→ **Try it**
Go through the records below and copy out every line that contains the word "pixels".

→ **Provided entries**

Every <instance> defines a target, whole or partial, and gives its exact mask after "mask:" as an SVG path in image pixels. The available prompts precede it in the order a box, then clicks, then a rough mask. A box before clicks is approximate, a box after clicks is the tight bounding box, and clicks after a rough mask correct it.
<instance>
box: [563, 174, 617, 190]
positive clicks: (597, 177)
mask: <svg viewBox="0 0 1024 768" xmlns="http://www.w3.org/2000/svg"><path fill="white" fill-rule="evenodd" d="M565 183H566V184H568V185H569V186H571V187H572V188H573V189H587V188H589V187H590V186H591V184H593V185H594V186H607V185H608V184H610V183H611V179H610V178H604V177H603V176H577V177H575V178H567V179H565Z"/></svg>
...
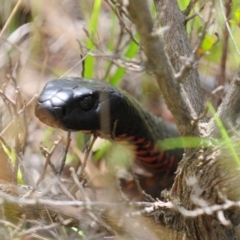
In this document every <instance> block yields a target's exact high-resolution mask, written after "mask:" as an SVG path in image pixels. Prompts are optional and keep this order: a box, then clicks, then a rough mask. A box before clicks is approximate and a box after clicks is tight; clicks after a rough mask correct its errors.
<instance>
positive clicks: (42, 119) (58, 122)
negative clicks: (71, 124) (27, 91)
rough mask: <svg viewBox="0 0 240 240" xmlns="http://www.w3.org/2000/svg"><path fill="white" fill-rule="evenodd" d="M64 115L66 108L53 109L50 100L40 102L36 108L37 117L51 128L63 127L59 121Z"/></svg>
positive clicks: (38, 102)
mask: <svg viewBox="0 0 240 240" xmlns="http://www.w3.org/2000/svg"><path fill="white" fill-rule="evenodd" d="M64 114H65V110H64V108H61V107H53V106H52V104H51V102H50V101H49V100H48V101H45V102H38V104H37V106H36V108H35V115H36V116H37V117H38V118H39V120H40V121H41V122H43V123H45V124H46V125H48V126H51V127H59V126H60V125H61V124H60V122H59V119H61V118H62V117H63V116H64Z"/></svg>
--
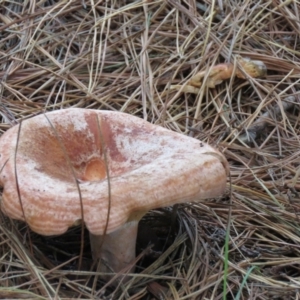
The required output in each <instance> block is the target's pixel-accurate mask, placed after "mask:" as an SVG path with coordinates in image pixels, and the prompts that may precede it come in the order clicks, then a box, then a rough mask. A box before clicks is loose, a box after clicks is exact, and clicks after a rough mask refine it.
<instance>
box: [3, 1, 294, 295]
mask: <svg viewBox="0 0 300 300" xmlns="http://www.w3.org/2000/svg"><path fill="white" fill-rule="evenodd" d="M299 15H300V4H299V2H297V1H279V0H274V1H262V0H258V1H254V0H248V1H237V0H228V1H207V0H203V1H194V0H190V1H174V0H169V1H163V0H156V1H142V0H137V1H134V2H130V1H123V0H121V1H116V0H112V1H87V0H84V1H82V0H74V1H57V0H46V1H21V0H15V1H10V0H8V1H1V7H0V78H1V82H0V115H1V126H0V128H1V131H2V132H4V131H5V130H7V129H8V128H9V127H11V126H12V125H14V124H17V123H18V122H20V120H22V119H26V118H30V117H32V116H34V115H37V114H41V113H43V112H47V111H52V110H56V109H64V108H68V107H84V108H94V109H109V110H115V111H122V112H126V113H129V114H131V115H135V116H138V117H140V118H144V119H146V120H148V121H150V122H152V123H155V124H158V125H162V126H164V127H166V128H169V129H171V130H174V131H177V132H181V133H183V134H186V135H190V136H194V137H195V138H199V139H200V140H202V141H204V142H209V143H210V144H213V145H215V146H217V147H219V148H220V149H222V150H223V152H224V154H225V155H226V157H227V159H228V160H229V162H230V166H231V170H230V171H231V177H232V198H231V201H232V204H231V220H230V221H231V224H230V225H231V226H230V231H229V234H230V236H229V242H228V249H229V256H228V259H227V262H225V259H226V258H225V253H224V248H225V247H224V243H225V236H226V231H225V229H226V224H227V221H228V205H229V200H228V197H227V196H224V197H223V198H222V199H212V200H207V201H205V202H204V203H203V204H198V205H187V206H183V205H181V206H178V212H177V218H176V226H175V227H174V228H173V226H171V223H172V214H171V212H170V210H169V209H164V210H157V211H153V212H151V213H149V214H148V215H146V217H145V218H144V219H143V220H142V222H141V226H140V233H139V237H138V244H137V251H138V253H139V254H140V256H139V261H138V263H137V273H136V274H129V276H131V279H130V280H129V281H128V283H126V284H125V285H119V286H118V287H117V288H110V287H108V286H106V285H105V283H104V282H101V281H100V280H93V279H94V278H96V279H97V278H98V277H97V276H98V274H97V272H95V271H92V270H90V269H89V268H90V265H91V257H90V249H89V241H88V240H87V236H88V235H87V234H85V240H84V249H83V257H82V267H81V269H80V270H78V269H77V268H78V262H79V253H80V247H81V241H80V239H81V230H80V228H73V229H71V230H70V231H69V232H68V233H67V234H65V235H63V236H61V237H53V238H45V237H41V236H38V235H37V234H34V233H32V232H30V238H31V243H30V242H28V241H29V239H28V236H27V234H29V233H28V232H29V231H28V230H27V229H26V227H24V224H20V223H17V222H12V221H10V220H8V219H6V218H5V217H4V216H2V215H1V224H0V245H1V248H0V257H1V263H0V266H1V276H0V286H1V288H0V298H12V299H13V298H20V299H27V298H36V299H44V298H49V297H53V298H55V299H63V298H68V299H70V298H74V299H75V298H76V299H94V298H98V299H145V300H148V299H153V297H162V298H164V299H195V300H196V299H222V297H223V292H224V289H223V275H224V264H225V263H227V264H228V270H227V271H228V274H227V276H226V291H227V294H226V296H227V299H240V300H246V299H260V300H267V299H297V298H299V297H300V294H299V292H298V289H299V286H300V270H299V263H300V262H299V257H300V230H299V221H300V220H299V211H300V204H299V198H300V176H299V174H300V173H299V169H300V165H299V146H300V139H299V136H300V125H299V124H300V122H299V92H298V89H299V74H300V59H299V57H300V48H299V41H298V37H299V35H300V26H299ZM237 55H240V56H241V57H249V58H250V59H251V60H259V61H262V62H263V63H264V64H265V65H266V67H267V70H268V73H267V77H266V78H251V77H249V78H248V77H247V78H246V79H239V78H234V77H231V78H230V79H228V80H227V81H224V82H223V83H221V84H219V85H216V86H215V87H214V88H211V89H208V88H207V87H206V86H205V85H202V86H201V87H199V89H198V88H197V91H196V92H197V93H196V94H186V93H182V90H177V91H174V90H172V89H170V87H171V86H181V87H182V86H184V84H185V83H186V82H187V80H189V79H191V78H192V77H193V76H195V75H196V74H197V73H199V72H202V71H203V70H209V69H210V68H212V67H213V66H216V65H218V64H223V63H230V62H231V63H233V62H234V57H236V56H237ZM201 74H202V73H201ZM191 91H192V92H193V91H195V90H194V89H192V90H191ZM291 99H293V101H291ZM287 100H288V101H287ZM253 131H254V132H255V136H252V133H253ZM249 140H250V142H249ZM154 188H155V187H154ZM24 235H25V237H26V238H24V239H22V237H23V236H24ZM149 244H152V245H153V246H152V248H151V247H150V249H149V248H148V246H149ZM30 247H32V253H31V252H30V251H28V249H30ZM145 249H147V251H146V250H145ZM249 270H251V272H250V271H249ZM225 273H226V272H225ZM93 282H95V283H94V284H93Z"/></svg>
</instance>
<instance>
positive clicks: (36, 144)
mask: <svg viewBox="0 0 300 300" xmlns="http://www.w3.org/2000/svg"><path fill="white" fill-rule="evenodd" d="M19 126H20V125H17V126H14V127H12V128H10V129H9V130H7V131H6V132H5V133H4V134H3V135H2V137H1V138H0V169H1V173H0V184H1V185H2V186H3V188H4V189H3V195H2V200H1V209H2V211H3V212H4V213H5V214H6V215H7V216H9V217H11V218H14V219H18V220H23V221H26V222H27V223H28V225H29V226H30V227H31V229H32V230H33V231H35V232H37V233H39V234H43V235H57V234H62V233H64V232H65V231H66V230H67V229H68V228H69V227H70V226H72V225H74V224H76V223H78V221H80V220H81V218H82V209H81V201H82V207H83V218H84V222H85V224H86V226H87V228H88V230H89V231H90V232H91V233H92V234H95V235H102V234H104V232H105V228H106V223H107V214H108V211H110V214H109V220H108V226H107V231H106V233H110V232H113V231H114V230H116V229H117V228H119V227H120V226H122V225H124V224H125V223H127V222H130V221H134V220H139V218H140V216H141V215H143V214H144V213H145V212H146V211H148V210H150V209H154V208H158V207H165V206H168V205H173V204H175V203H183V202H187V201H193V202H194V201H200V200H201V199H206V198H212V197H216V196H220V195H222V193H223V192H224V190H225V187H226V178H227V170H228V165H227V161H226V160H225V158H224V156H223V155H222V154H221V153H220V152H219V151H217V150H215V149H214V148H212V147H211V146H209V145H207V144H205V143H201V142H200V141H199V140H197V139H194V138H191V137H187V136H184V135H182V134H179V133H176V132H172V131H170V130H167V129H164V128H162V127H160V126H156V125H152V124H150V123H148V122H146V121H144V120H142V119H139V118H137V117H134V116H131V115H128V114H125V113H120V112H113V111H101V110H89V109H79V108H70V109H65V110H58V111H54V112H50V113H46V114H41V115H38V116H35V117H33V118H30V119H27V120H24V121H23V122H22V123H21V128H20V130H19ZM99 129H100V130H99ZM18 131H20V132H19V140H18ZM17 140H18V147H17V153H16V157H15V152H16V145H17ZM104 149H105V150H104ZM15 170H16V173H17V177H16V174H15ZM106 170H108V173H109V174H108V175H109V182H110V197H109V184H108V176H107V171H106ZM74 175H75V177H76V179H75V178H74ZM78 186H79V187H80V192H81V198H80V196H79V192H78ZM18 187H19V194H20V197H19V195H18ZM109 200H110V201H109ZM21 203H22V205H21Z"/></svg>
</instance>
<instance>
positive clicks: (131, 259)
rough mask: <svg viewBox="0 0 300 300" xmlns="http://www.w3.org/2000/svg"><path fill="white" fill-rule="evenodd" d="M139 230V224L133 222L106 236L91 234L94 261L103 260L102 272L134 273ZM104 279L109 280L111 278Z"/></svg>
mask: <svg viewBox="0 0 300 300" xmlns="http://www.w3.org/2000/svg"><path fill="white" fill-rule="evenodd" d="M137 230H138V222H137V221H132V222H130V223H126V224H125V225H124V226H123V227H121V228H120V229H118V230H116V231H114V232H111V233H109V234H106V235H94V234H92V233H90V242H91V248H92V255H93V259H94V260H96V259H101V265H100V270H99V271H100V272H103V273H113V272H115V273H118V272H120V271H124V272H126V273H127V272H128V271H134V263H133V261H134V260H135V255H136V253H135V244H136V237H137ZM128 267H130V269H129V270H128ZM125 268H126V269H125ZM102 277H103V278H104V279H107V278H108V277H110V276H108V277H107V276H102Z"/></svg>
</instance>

→ **Result for this exercise**
Every <instance> defines a target, whole or partial, and gives its exact mask after "mask:" as an SVG path in image pixels. The available prompts precede it in the order a box, then clicks, then a rough mask. A box before clicks is approximate, a box after clicks is the tight bounding box, and clicks after a rough mask correct it.
In this document every <instance> block yields a target's exact high-resolution mask, written after "mask:" as an SVG path in image pixels. Prompts are optional and keep this order: a box, then clicks, then a rough mask. A box before clicks is approximate and a box after clicks is tight; clicks after a rough mask correct its errors.
The required output in each <instance> block is the target's pixel-accurate mask, placed after "mask:" as an SVG path with coordinates in image pixels, and the prompts that may precede it come in the order clicks, then a box, then a rough mask. A box before clicks is loose, a box after clicks is exact, and clicks after a rough mask refine it.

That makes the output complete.